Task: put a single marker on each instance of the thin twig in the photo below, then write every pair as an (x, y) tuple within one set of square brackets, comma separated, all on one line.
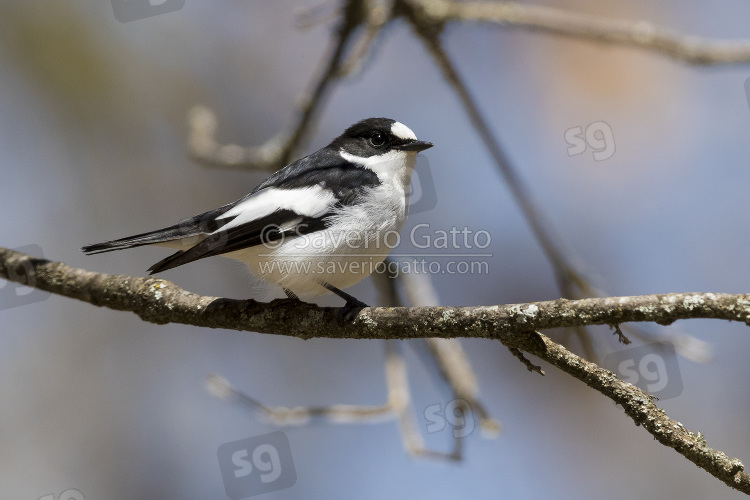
[(641, 34)]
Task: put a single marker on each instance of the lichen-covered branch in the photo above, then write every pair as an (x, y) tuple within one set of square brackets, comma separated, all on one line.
[(514, 325)]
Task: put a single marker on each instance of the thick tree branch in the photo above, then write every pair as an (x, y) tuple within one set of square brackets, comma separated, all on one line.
[(514, 325), (159, 301)]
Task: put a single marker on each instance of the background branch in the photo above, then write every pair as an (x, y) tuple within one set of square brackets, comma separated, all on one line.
[(515, 325)]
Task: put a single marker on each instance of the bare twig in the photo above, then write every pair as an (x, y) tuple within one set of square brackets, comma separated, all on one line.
[(640, 406), (514, 325), (571, 281), (278, 151), (641, 34), (159, 301)]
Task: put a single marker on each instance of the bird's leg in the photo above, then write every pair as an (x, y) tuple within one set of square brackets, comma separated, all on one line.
[(352, 306)]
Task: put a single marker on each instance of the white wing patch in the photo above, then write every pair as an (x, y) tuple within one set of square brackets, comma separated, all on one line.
[(311, 201), (402, 131)]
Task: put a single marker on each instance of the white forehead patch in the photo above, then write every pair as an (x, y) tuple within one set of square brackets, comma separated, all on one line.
[(402, 131)]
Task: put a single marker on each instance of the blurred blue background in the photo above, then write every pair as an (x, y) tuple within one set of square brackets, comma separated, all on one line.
[(92, 147)]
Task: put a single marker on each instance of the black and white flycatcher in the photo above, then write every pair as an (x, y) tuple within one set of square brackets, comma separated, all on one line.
[(318, 224)]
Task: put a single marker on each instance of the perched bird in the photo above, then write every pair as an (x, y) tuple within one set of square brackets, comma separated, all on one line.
[(322, 223)]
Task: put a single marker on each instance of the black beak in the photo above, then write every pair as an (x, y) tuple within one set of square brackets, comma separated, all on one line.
[(415, 146)]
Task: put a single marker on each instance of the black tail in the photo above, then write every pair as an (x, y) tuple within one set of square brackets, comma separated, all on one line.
[(202, 224)]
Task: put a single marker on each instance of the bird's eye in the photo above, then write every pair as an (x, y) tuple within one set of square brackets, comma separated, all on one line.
[(377, 139)]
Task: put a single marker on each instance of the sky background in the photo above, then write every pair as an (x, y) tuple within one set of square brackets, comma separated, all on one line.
[(92, 147)]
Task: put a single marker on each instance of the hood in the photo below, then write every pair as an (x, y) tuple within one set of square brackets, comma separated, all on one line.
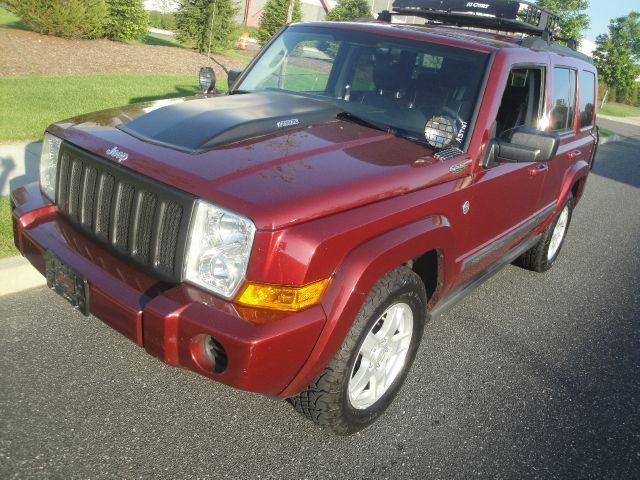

= Your assignment =
Would you please copy the material exactly, leaving all the pictures out?

= Answer space =
Task: put a single marker on each instance of the thin twig in the photo below, then write every pair as an (x, y) tuple within one set of square brackets, comma separated, all on one line.
[(641, 34)]
Task: put a single marker on each instance of the lichen-covered branch in the photo above, then write every pair as an (x, y) tuple within one set of square brackets, comma separated, all on one line.
[(514, 325)]
Task: put a single marker on each instance of the thick tree branch in the photo above, then write every pair as an (x, y) tuple within one set of square brackets, comma separated, all on one line.
[(514, 325), (159, 301)]
Task: put a single marker on each instance of the background branch in the photo above, then write every pair as an (x, y) tuple within one set of square brackets, comma separated, all on one line.
[(515, 325)]
Task: put a single marker on each instance of the bare twig in the photo above, then write every pair as an (x, y) tuple within one set of square brackets, comma separated, all on one line.
[(640, 406), (514, 325), (571, 281), (278, 151), (641, 34), (159, 301)]
Task: put a single marker on each instance of the bird's leg in the photo above, then write every pair as an (x, y) tuple within one set of square brackets, comma separated, all on one line.
[(352, 306)]
Task: put a single marker on each instance of the white wing patch in the photo above, then write every pair as an (x, y) tuple within one set of square brackets, comma separated, all on one line.
[(311, 201), (402, 131)]
Task: put a single marker on each instance of the white forehead patch in the photo above, then write every pair as an (x, y) tuple within one set of square brackets, comma separated, all on one line.
[(402, 131)]
Task: put a single marker on each instance of the blurred blue background in the photo above, then write every pair as an (x, y) tuple within one set of square brackets, comma separated, all on one line.
[(92, 147)]
Task: put a single marker on each instance of the black and white flycatcher in the photo above, then write every pair as an (x, y) tuple within one set of square brackets, comma separated, all on one line.
[(318, 224)]
Task: put a single marker on each instance of the perched bird in the photo above, then write every pair as an (x, y) tuple within one set of square brackets, comma separated, all on one line.
[(322, 223)]
Task: put a single marker on each instance of the black beak in the photo above, then write every pair as an (x, y) tuple within one set of square brackets, comma separated, all on one line.
[(415, 146)]
Task: put a single marker on each instance of the black tail in the photo above, then write every pair as an (x, y) tuple within one set of square brackets, comma separated, all on one line.
[(202, 224)]
Task: put a single marker on each instance of the bird's eye in the photo above, then write every pair as an (x, y) tuple within one set of square brackets, comma separated, all on one line.
[(377, 139)]
Task: put a single marker on each instance of the sky background in the photo above, then write every pair as an (x, y) tuple within one set of square brackets, comma separated, all on one line.
[(92, 147)]
Task: put a single marker on each instance of the hood in the photo below, then write every pair as an (x, y) tuple within one set of square brackets, comma separated, all on one line.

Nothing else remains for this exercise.